Your objective
Find each line below that contains the word "lamp", and copy every one of those lines in full.

Supplied information

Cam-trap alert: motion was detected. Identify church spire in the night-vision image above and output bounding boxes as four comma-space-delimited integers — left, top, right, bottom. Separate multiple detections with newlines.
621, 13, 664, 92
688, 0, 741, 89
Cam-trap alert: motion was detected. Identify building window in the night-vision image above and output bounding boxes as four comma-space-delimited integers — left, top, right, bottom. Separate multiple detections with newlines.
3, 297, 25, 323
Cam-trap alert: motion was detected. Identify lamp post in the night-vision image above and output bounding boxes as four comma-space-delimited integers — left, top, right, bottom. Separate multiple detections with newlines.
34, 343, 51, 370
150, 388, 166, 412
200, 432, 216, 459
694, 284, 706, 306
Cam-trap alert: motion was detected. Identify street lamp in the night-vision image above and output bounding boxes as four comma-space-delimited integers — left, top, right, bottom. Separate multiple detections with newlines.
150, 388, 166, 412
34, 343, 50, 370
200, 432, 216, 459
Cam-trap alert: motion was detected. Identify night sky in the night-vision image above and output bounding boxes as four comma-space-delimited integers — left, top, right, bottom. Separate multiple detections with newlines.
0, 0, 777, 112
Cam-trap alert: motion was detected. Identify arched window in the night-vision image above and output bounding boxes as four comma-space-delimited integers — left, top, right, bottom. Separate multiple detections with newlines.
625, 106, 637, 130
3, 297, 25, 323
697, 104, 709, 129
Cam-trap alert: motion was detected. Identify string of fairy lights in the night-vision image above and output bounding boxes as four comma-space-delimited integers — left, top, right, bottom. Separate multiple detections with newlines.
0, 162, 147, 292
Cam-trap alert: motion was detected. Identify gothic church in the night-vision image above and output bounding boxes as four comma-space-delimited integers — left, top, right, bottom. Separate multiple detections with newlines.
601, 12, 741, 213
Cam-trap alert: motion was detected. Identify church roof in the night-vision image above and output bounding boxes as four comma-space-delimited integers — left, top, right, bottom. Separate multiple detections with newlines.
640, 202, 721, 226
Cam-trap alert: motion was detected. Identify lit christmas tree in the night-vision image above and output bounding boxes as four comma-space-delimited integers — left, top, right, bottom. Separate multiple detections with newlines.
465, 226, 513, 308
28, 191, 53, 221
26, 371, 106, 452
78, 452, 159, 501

Exercise answer
Cam-trap alert: motion was detected. Identify lamp post in the night-vision image above and output bounding boxes as four comma-space-delimited integers — left, top, right, bottom. Separate multiple detections with newlines.
Cam-trap alert: motion was detected. Identify street lamp in the night-vision image above and output bounding boxes as four comma-space-delimited integers — left, top, right, bottom. Separate multiple detections with newlines.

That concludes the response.